**Ihre Aufgabe**
Können Sie den Absatz „Der Impuls hinter diesem Trend“ im Text über umgenutzte Kraftwerke als kurze Liste wiedergeben, die seine wichtigsten Fakten bewahrt?

==== Übungstext

Während Europa eine komplexe Energiewende durchläuft, entsteht eine neuartige Synergie zwischen den großen Energieversorgern des Kontinents und globalen Technologiegiganten. Stillgelegte fossile Kraftwerke, einst Symbole einer industriellen Vergangenheit, werden für eine High-Tech-Zukunft ins Visier genommen: die Umwandlung in Rechenzentren. Diese strategische Umnutzung bietet eine überzeugende Lösung für Versorgungsunternehmen, die mit Rückbaukosten konfrontiert sind, und für Technologieunternehmen, die mit dem immensen Strom- und Kühlbedarf der aufkommenden künstlichen Intelligenz-Infrastruktur ringen.
- Stillgelegte fossile Kraftwerke in Europa werden zu Rechenzentren umfunktioniert.
- Diese Umnutzung löst Probleme für Energieversorger (Rückbaukosten) und Technologieunternehmen (Strom- und Kühlbedarf).
- Vorhandene Netzanschlüsse und Wasserinfrastruktur an diesen Standorten beschleunigen die Projekte.
- Energieversorger profitieren von stabilen, margenstarken Stromlieferverträgen, oft mit „grünen Prämien“.
- Die Transformation fördert Europas Klimaziele und wandelt industrielle Verbindlichkeiten in digitale Wertschöpfung um.
- Vertragswerte könnten Hunderte Millionen bis Milliarden Euro erreichen.
Strategische Synergie: Umnutzung von Assets für das digitale Zeitalter
Der Impuls hinter diesem Trend ist zweifach. Für Technologieführer wie Microsoft und Amazon erfordert der eskalierende Energieverbrauch von KI-Workloads sofortigen Zugang zu robusten Stromnetzanschlüssen und effizienten Wasserkühlanlagen – kritische Engpässe bei der Skalierung ihrer Operationen. Umgekehrt sehen europäische Energieunternehmen, darunter die französische Engie, die deutsche RWE und die italienische Enel, eine Chance, erhebliche Stilllegungskosten von Anlagen zu kompensieren und beträchtliche, langfristige Einnahmequellen durch die Vermietung von Standorten oder den Betrieb dieser neuen Rechenzentren zu sichern, untermauert durch lukrative Stromlieferverträge.

========
==== Gespeicherte Daten

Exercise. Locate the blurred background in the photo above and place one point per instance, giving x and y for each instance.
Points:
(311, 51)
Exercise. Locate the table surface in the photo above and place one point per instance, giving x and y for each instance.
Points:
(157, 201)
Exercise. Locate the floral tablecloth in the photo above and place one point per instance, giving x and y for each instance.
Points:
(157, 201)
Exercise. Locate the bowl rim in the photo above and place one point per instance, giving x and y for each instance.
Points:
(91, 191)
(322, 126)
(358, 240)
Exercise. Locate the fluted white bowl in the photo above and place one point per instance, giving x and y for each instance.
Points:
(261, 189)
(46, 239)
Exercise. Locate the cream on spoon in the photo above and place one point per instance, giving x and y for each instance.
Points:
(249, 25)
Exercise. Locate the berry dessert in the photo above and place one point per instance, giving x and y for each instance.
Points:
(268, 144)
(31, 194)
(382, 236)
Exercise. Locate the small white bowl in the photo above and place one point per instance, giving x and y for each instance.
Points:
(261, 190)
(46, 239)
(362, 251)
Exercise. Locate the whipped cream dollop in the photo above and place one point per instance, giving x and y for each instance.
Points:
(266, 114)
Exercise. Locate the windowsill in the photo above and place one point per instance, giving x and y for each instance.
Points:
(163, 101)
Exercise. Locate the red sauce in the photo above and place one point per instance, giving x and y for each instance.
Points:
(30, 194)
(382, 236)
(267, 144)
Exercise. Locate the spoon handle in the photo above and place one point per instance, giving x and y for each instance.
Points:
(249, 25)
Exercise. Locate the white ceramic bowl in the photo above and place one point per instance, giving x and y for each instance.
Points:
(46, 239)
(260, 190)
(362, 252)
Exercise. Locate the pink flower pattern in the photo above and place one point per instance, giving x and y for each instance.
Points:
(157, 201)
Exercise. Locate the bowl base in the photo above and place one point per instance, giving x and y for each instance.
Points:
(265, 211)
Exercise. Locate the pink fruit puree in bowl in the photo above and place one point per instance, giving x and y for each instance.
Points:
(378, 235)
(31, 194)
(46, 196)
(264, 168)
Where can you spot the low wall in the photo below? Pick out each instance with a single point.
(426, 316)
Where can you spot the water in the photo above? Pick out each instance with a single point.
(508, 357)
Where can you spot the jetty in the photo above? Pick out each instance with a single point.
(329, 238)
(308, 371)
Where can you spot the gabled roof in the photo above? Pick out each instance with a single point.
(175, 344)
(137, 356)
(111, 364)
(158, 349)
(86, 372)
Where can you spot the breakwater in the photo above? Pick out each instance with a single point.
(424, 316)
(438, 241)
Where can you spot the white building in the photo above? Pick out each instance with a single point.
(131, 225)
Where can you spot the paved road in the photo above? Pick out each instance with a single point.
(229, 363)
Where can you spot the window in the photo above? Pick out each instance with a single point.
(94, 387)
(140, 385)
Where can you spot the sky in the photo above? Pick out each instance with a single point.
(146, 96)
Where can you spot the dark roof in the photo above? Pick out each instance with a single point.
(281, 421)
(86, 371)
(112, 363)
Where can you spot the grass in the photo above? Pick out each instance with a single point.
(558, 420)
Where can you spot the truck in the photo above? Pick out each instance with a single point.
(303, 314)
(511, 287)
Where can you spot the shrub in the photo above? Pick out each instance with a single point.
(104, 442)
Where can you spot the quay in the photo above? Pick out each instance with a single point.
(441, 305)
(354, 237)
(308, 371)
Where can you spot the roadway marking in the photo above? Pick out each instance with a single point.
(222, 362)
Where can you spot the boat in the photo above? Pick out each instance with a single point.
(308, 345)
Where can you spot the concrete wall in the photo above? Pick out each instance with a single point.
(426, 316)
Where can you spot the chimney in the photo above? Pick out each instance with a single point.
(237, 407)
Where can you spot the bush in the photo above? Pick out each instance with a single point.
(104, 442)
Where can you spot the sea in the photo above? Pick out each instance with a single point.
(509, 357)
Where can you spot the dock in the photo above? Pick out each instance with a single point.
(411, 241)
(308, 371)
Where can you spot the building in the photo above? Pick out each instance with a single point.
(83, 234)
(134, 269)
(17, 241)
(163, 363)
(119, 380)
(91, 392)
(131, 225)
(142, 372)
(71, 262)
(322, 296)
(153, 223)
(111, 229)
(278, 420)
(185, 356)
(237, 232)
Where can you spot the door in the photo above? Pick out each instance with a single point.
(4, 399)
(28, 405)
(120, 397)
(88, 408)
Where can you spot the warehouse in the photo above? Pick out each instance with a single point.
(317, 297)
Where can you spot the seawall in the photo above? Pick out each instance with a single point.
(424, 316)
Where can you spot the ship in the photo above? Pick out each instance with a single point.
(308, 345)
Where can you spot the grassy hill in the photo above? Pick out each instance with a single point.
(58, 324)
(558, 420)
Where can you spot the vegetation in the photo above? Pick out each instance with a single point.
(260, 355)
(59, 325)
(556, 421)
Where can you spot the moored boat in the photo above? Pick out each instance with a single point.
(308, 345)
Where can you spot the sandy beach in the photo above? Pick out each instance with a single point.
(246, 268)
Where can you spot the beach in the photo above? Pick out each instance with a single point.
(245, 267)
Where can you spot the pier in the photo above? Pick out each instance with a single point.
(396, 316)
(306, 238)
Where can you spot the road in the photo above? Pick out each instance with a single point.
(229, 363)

========
==== Gespeicherte Daten

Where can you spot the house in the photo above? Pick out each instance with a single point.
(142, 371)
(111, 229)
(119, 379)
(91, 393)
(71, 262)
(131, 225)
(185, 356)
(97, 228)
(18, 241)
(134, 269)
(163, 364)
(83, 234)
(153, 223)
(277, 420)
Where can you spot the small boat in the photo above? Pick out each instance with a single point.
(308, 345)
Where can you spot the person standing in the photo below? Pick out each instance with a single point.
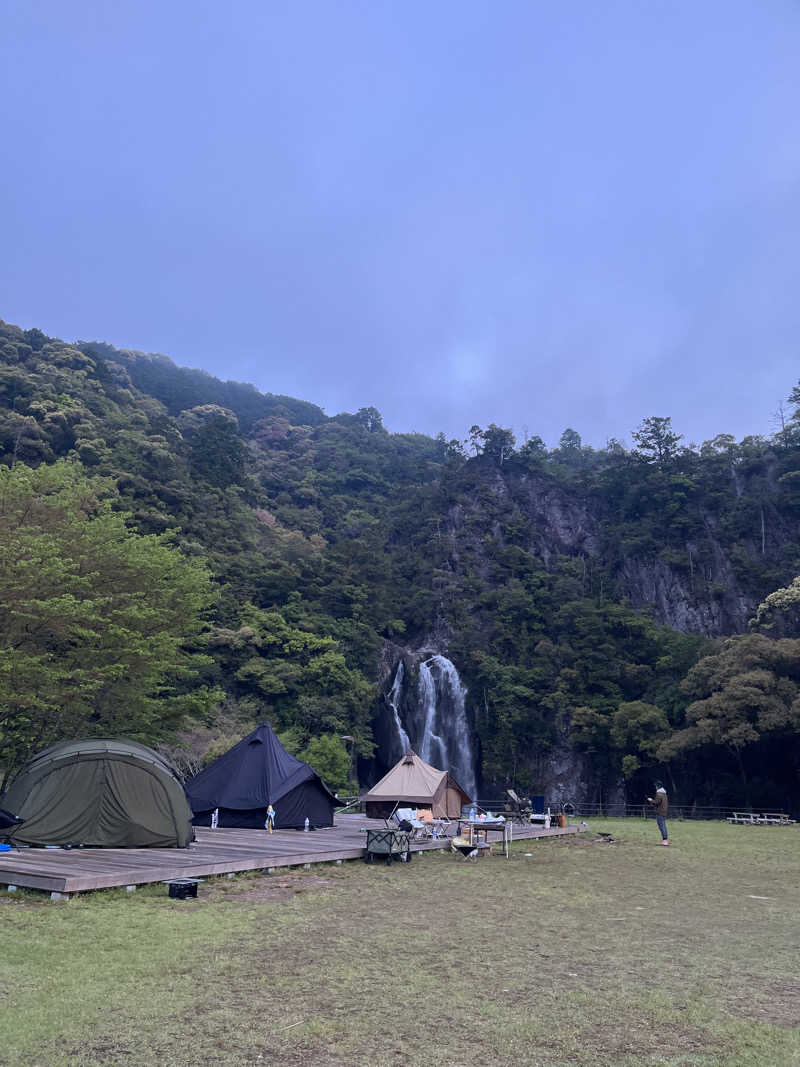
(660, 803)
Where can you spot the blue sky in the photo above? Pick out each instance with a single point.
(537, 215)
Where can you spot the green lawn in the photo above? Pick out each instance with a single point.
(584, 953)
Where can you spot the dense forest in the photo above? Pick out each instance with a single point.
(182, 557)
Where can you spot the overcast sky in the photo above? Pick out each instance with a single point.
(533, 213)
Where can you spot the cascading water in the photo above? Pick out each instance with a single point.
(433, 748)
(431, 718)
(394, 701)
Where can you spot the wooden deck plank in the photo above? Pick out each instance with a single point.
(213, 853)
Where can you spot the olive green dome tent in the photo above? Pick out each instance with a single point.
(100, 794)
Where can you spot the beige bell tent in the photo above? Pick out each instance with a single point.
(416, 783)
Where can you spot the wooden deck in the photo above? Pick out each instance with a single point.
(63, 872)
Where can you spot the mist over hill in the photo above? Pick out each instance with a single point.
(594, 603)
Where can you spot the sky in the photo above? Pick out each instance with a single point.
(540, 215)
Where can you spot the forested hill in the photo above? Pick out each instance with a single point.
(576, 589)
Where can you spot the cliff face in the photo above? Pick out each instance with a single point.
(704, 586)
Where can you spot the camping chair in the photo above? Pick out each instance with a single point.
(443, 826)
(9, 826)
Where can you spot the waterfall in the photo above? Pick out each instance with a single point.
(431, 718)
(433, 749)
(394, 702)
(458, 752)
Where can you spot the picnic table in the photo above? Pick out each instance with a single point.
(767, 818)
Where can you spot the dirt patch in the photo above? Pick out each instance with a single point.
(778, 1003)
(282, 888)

========

**Gelöste Aufgabe**
- Der Trend hat zwei Antriebe.
- Technologieführer wie Microsoft und Amazon brauchen wegen des steigenden Energieverbrauchs von KI-Workloads sofort Zugang zu robusten Stromnetzanschlüssen und effizienten Wasserkühlanlagen. Beides sind kritische Engpässe bei der Skalierung.
- Europäische Energieunternehmen wie Engie (Frankreich), RWE (Deutschland) und Enel (Italien) wollen so hohe Stilllegungskosten ausgleichen.
- Zudem wollen sie langfristige Einnahmen sichern, indem sie Standorte vermieten oder die Rechenzentren betreiben, gestützt durch lukrative Stromlieferverträge.